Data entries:
= = = = = = =

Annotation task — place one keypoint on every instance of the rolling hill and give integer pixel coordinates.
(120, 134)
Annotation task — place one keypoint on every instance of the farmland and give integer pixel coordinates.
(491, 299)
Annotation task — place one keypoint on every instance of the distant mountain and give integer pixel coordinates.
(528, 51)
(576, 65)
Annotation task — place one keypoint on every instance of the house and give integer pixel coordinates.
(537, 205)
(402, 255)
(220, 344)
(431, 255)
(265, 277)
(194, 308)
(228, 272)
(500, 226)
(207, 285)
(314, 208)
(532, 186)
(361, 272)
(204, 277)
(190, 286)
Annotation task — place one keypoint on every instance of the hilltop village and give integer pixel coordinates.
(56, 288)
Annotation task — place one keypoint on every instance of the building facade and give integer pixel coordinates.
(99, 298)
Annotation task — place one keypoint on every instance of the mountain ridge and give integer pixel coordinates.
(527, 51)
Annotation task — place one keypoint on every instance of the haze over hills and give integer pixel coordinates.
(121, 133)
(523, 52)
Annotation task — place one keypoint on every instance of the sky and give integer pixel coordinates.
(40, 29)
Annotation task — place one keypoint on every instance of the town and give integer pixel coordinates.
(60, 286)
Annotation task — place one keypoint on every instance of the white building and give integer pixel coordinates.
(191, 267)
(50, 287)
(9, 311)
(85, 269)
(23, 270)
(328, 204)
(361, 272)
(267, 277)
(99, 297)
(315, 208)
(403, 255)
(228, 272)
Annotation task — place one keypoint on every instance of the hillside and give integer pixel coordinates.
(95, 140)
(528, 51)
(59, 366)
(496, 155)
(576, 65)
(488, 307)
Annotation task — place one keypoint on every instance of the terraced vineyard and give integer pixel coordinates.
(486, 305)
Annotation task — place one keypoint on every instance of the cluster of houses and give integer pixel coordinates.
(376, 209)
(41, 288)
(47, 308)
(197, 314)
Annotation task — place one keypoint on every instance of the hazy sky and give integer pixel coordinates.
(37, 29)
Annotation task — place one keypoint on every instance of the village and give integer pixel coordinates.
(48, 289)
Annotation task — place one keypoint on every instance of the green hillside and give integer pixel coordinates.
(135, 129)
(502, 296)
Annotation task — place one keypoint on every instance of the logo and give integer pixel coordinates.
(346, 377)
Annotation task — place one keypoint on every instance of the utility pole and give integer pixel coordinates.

= = = = = = =

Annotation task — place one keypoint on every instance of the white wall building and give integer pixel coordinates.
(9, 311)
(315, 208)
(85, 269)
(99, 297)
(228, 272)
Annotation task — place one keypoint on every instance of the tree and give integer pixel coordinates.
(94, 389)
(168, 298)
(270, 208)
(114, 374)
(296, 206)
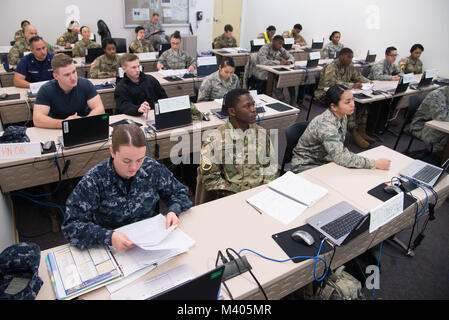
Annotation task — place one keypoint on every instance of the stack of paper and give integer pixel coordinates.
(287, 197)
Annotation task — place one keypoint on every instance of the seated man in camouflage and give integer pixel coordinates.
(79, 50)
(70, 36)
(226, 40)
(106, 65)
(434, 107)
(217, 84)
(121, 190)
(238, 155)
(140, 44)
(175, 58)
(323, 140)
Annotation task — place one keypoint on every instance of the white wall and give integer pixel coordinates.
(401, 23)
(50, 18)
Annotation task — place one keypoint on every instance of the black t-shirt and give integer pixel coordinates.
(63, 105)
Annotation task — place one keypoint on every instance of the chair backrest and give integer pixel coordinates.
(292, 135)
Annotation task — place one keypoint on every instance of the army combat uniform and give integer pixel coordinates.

= = = = = = =

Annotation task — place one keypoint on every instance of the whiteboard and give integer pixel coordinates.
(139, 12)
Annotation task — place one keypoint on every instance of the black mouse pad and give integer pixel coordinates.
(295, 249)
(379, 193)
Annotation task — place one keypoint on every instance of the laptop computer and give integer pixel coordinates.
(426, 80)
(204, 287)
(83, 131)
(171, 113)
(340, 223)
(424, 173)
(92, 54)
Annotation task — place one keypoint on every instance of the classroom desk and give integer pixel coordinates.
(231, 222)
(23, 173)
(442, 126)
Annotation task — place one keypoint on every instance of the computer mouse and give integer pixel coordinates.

= = = = = = =

→ **GOAL**:
Reproduce, without alteration, the lines of the records that begin with the line containing "hazy sky and give integer pixel coordinates." and end with the line containing "pole and give integer pixel coordinates.", including both of those lines.

→ **RESULT OF THIS EXERCISE**:
Annotation task — place one keypoint on every instance of the hazy sky and give integer pixel coordinates.
(37, 29)
Annotation task — place one keypoint on every instance of the village and give integer pixel coordinates.
(48, 289)
Annotation task — place one keypoint on every instance of the green hillside and give integer pixel coordinates.
(135, 129)
(502, 296)
Annotation task — place one keypoint on every instance of the logo and give integer pixel coordinates.
(346, 377)
Annotation task — place one keypoint on every instance of the utility pole and give integer pixel coordinates.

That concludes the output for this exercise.